> [DATA FOR THIS EXERCISE]
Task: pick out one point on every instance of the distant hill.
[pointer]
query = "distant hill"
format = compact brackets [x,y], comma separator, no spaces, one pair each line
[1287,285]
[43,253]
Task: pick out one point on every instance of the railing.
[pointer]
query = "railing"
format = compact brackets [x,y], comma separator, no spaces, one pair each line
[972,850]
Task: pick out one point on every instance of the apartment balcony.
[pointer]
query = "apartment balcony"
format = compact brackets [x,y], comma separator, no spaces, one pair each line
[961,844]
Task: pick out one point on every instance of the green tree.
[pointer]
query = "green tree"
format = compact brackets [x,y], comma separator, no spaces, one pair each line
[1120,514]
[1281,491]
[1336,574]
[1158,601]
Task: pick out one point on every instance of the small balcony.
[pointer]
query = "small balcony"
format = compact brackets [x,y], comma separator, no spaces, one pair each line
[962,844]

> [WHAT IS NEEDED] After reading the entries, reproduce every one of them exactly.

> [THE COMPLETED TASK]
Task: pick out one point on every instance of the distant hill.
[pointer]
query = "distant hill"
format = compact brackets [x,y], comma separator, no spaces, one pair each line
[1287,285]
[43,253]
Task: pick out one point on every instance of the railing.
[pointer]
query = "railing"
format = compact brackets [x,y], comma separator, no spaces, one pair each line
[972,850]
Task: pick out one point on every instance of the apartment balcony.
[pointer]
query = "apartment balcony"
format = compact brackets [x,y], comma separator, no spaces, one pair each line
[961,844]
Task: pick out one point on every instance of the green tree.
[pointer]
query = "green tree"
format = compact brackets [x,y], comma separator, no spaces, one pair each line
[1120,514]
[1281,491]
[1336,574]
[1158,601]
Task: pick out one point on every instance of the small balcony.
[pointer]
query = "small balcony"
format = compact brackets [x,y], comma separator, no spaces, one pair each line
[962,844]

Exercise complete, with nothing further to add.